--- Start of SUPPLIED PASSAGE ---
Brothers Rico (1957)

I’ll say it again, but Richard Conte is one of the unsung heroes of film noir. He could play ominous villains (Big Combo) or charismatic everymen caught in the pincers of fate (Call Northside 777). But the most important piece is that we buy him in either, whether he’s earnest or simply hard to take our eyes off of.

Digging around in his backstory, it’s telling that he was actually discovered by two fairly auspicious figures in the film and stage community: Elia Kazan and John Garfield. I wouldn’t have immediately drawn the line between them. To my knowledge, they rarely collaborated, and yet Conte does offer something robust and genuine in the majority of his roles. Like a Richard Widmark or a Robert Ryan, he doesn’t get enough acknowledgment, and the dark genre would feel slighter without him.

In The Brothers Rico, he and Dianne Foster are surprisingly frank, and they have a playful rapport between kisses, shaving kits, and showers. It’s all telling character work to set up a more rudimentary story.

It’s difficult to imagine any business more innocuous than running a laundry, but then again, that’s the point because Rico’s somehow connected with a different kind of business: something hot. Although he gave it up long ago with a past that is never fully disclosed, his two brothers are still knee-deep in it.

The film conjures up what can best be described as the fatalistic throes of doom coming back into his life. This growing pull somehow signals the undeniable undercurrents of noir. He gets a clandestine visit from a frightened Gino and learns his other brother Johnny is wanted in the underworld. He’s married a principled woman, and the mobsters are afraid she’ll make him talk. We see the worlds colliding, one engulfing the other, and eating it up.
--- End of SUPPLIED PASSAGE ---
--- Start of MATERIAL ---
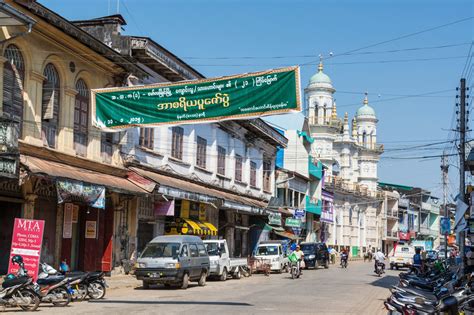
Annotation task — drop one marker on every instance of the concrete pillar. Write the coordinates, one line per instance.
(66, 122)
(29, 206)
(32, 108)
(229, 232)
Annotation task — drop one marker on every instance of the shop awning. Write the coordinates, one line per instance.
(39, 166)
(288, 235)
(185, 189)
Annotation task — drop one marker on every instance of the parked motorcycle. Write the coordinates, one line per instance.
(16, 291)
(93, 284)
(53, 288)
(431, 292)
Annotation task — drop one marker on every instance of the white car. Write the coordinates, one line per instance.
(401, 256)
(273, 252)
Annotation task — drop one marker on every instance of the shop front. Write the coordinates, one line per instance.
(79, 208)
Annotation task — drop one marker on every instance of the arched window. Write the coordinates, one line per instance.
(50, 106)
(13, 79)
(81, 118)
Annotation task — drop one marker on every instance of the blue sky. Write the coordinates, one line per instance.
(213, 36)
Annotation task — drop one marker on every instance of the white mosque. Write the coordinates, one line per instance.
(351, 154)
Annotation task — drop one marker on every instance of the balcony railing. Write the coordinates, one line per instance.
(425, 206)
(392, 234)
(425, 230)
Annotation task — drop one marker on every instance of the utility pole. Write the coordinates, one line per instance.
(462, 156)
(444, 174)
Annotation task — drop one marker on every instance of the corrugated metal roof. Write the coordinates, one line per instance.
(58, 170)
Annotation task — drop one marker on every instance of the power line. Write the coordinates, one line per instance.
(404, 36)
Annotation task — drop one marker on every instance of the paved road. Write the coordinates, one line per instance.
(355, 290)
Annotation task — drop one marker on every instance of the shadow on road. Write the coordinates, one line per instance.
(386, 282)
(170, 302)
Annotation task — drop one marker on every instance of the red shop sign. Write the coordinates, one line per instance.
(26, 242)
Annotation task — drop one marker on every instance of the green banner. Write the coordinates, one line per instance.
(235, 97)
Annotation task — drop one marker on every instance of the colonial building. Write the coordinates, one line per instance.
(212, 180)
(350, 153)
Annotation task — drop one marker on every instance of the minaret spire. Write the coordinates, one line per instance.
(334, 111)
(320, 66)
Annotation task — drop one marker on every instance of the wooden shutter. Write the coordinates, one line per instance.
(48, 100)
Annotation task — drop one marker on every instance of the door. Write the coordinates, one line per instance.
(195, 267)
(9, 212)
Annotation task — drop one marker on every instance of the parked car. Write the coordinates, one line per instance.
(401, 256)
(315, 254)
(173, 260)
(272, 251)
(221, 263)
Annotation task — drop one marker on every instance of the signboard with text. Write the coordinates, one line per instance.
(26, 241)
(241, 96)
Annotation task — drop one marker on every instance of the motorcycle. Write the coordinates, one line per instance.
(433, 293)
(379, 268)
(53, 288)
(295, 270)
(93, 284)
(16, 291)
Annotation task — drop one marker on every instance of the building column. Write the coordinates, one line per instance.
(28, 210)
(66, 122)
(229, 232)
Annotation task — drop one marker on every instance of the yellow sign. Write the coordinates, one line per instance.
(185, 205)
(202, 212)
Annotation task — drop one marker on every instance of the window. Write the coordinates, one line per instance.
(146, 137)
(253, 174)
(13, 78)
(81, 118)
(50, 106)
(177, 142)
(221, 160)
(238, 168)
(201, 152)
(267, 171)
(202, 250)
(193, 250)
(106, 146)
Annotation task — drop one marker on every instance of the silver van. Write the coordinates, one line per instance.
(173, 260)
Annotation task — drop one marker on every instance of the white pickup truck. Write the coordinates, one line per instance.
(221, 264)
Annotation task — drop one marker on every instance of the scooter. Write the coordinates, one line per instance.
(53, 288)
(16, 291)
(93, 284)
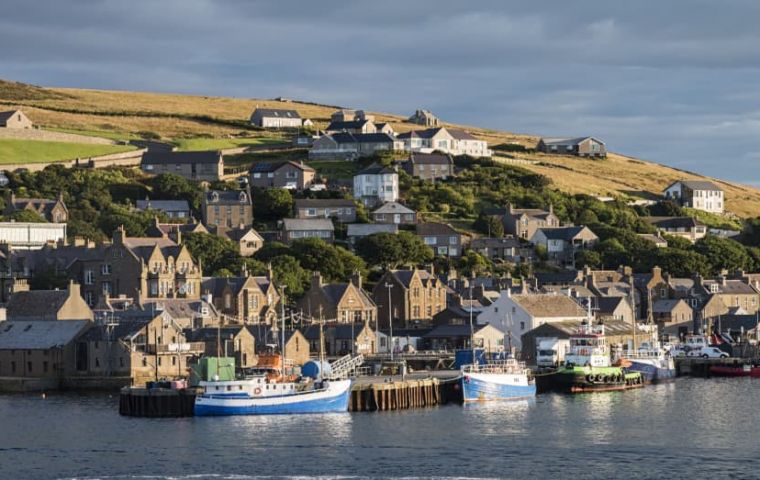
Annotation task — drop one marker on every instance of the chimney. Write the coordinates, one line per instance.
(316, 280)
(119, 235)
(74, 289)
(356, 279)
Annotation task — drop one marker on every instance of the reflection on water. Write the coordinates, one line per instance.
(692, 428)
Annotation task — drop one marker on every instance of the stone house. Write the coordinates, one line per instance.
(297, 228)
(354, 126)
(356, 231)
(698, 194)
(171, 208)
(235, 341)
(580, 146)
(416, 296)
(507, 248)
(424, 118)
(248, 240)
(666, 313)
(376, 184)
(134, 351)
(457, 337)
(516, 314)
(523, 222)
(342, 339)
(685, 227)
(350, 146)
(450, 141)
(562, 243)
(227, 208)
(429, 166)
(54, 211)
(14, 119)
(338, 302)
(133, 266)
(290, 175)
(442, 238)
(48, 305)
(394, 212)
(276, 118)
(197, 166)
(37, 355)
(342, 210)
(245, 299)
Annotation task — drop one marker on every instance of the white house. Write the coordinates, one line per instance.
(516, 314)
(376, 184)
(276, 118)
(697, 194)
(451, 141)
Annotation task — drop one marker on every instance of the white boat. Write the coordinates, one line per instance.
(260, 396)
(498, 380)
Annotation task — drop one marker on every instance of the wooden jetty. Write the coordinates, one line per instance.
(371, 396)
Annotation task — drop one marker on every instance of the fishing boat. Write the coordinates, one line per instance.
(267, 390)
(588, 367)
(745, 370)
(260, 395)
(497, 380)
(654, 363)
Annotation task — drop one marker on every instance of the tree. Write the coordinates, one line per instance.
(287, 271)
(723, 253)
(490, 225)
(218, 255)
(272, 203)
(27, 216)
(393, 250)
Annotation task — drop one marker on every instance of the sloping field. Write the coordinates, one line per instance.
(184, 118)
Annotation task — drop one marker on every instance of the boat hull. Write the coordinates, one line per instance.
(332, 399)
(590, 380)
(481, 387)
(652, 373)
(721, 371)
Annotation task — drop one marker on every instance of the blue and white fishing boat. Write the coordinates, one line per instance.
(498, 380)
(260, 396)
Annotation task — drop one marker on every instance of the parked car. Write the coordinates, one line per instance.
(707, 352)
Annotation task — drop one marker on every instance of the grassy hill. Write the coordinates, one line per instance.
(210, 122)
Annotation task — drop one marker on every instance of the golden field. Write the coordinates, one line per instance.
(174, 117)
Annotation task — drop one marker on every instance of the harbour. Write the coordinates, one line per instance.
(689, 427)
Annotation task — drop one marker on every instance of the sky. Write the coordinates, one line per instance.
(676, 82)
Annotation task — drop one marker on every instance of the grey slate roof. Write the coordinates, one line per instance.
(20, 335)
(562, 233)
(163, 205)
(324, 203)
(364, 229)
(698, 185)
(36, 303)
(430, 159)
(291, 224)
(276, 113)
(674, 222)
(168, 157)
(393, 207)
(435, 229)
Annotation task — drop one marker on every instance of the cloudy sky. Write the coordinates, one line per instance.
(674, 82)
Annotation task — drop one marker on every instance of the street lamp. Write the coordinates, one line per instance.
(390, 318)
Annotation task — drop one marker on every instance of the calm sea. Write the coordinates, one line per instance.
(693, 428)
--- End of MATERIAL ---
TASK OBJECTIVE: Transcribe the review of The Brothers Rico above from "It’s difficult to" to "knee-deep in it.", word for word.

ANSWER:
It’s difficult to imagine any business more innocuous than running a laundry, but then again, that’s the point because Rico’s somehow connected with a different kind of business: something hot. Although he gave it up long ago with a past that is never fully disclosed, his two brothers are still knee-deep in it.